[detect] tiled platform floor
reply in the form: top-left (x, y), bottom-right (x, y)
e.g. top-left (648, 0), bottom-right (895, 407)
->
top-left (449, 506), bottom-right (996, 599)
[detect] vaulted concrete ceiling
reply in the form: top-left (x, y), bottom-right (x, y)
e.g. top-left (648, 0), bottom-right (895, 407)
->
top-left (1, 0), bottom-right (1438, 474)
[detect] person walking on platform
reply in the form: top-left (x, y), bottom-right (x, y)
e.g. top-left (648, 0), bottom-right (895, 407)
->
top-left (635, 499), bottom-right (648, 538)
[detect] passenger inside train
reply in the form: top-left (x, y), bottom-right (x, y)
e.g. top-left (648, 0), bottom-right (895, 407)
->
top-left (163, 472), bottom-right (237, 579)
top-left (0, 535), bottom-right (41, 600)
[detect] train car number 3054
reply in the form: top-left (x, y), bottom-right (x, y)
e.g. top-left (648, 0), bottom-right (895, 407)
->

- - -

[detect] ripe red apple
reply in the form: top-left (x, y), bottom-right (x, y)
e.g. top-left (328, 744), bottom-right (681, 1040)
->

- - -

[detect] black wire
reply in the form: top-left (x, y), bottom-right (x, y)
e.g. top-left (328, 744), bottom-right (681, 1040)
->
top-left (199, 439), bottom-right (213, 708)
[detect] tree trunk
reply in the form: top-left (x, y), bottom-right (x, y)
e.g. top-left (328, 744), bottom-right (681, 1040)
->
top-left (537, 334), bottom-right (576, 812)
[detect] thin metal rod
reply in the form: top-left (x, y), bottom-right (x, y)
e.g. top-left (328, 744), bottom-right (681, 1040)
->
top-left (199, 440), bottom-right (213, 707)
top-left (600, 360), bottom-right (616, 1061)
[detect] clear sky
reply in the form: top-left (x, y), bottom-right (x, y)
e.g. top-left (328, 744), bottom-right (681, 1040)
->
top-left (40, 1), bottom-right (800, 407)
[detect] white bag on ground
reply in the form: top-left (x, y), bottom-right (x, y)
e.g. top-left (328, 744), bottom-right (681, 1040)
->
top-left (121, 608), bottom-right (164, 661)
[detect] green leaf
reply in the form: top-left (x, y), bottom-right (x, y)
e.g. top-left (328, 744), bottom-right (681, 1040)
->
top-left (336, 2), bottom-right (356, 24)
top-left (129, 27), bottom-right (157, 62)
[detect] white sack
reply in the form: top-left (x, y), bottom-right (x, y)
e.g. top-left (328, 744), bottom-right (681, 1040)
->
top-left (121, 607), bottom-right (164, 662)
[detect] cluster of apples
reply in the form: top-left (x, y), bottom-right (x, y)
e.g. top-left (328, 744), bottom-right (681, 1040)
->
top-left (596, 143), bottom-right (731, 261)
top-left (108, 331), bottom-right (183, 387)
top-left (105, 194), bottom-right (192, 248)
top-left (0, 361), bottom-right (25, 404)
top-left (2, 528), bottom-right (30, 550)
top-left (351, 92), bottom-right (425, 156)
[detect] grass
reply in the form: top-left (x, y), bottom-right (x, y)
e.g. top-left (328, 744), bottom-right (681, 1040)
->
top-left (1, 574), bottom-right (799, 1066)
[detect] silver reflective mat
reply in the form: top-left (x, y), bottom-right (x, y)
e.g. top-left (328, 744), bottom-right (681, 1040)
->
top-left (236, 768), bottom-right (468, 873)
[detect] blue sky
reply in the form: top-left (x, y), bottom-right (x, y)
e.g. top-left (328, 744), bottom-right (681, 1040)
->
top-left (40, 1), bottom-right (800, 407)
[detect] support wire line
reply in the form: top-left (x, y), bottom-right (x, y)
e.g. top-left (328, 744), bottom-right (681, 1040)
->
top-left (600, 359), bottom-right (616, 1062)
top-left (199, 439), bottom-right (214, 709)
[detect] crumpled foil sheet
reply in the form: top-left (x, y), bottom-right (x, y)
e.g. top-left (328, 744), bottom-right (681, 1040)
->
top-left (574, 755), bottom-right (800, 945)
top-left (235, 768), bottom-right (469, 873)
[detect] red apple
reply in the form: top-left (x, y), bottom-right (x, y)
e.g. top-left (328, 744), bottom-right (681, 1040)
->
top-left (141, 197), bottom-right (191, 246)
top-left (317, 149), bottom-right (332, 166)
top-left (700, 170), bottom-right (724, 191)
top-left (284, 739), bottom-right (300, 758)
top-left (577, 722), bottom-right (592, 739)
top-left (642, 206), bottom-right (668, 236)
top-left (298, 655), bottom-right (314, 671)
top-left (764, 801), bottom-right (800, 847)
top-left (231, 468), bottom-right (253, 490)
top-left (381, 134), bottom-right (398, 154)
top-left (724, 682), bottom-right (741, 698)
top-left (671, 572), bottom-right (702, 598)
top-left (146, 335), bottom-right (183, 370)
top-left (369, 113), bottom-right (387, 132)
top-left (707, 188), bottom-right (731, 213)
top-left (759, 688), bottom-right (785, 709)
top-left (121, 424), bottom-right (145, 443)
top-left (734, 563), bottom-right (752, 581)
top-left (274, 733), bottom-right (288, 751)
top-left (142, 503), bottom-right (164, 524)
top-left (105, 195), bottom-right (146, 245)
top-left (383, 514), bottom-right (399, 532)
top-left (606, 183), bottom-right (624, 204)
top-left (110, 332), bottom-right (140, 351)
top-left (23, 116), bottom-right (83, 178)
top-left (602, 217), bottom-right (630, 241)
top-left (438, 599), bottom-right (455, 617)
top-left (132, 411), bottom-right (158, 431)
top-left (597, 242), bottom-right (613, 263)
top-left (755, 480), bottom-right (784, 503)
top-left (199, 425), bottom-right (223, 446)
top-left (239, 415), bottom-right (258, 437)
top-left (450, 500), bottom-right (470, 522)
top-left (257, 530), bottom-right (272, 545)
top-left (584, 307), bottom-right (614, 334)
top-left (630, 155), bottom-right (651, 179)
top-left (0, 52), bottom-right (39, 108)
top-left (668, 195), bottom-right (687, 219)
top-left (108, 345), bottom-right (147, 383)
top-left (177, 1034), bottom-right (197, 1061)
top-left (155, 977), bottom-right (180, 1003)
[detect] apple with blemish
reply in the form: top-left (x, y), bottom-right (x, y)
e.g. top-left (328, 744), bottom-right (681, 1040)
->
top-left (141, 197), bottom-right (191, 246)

- - -

▶ _REQUIRED ACTION_: Each line above with the word "wire" needs to be copied.

▶ _SOLUTION TO THIS EXERCISE_:
[detect] black wire
[detect] support wire line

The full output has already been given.